> _Document section_
———

Plenty of terrible things run in families. Receding hairlines. High blood pressure. Bad taste in furniture. And … murder? If you’re going grey early or had to get glasses when you were only 10, consider yourself lucky. You could have been born into a family known for killing more than the standard childhood dreams.
Before you read on, be warned: The stories you’re about to discover are dark, disturbing and — worst of all — true.
The Gang of Amazons
To start, let’s travel to Stavropol, Russia. One would like to think that familial crime sprees are the stuff of legends and history books, but the murder fest led by Inessa Tarverdiyeva took place in the mid-2000s. Inessa, her husband Roman and her daughter Viktoria began conducting armed robberies in 2007. If it wasn’t convenient to keep their victims alive, they were killed.
Together, they robbed and killed at least 30 people. They were caught on Sept. 8, 2013. Roman was killed during the capture, while Inessa and Viktoria were discovered hiding over 20 firearms at a hidden campsite. According to the police, Inessa showed no remorse, considering the years of violence her normal way of life.
Shaka
In the early 1800s, the Zulu Clan wasn’t particularly noteworthy. One member of the clan, Shaka Zulu, was responsible for making it the fearsome power we remember today. He instructed his warriors in remarkably effective battle tactics, easily taking out British colonists who were unfamiliar with the terrain.

———

> _Stored data_
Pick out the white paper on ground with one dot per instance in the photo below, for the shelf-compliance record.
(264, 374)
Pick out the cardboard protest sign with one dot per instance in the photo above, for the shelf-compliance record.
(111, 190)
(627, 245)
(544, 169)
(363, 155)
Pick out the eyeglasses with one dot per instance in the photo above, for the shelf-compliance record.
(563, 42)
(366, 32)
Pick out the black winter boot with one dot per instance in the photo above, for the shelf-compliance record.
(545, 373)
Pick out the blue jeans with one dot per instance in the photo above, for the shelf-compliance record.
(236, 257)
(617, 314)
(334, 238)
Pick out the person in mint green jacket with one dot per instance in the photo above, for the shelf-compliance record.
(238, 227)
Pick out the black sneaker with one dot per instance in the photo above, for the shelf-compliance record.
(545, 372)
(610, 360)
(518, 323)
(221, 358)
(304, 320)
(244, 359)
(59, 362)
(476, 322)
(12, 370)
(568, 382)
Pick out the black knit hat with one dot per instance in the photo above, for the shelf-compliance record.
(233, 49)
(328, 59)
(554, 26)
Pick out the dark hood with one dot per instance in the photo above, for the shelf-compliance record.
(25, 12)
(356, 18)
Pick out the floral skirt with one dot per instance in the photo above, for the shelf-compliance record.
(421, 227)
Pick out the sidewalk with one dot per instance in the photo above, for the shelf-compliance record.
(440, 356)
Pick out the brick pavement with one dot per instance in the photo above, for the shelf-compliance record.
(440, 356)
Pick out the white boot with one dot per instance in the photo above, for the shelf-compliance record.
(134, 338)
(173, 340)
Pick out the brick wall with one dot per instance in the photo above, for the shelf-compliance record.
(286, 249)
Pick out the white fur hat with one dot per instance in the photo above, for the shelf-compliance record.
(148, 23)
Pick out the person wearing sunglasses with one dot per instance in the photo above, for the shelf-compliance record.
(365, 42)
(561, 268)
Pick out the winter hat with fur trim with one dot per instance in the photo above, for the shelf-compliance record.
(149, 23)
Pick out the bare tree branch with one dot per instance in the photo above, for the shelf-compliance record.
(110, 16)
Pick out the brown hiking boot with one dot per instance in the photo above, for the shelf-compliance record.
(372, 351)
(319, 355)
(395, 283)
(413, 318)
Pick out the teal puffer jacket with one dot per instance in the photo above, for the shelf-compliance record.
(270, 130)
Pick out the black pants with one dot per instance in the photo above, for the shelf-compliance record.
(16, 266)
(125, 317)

———

> _Actions to take_
- a) Translate this sentence from the article on families known for murder into Spanish: "Together, they robbed and killed at least 30 people."
- b) Continue the article on families known for murder, starting after its last sentence about Shaka's battle tactics.

> _Answers for the exercise_
- a) Juntos, robaron y mataron al menos a 30 personas.

- b)
He also required unquestioning obedience, speed and efficiency, and any soldier who fell short was harshly punished. They would go off to war and return to find their families dead and their homes wrecked, as defeat was not an option. Most of his people, many of whom were his direct relatives, still celebrated him as a hero despite the abuse. A few weren’t so fond of him, however, including his two half-brothers, who killed him in 1828.
The Harpe Brothers
The Micajah and Wiley Harpe, later known as the Harpe brothers, lurked in the territory west of the Appalachian Mountains in the years following the American Revolution. The two had been loyal followers of the crown, and it would seem the pair developed quite the vendetta against the now-American settlers inhabiting the region.
It was sparsely populated, so the Harpe brothers got by for quite some time by robbing and murdering passing settlers. Reportedly, they took pleasure in the attacks, and locals decided to take matters into their own hands and take the evil duo down. Micajah succumbed to his injuries after an altercation with them in 1799, but Wiley wasn’t captured until five years later. He was hung by the authorities in 1804.
The Staffleback Family
In the 1890s, Nancy Staffleback moved to Kansas with her children — and that’s where the normalcy ended. She turned their new house into a brothel, in which her kids were put to work. When a miner named Frank Galbraith tried to see Nancy’s daughter, Emma, he was rejected.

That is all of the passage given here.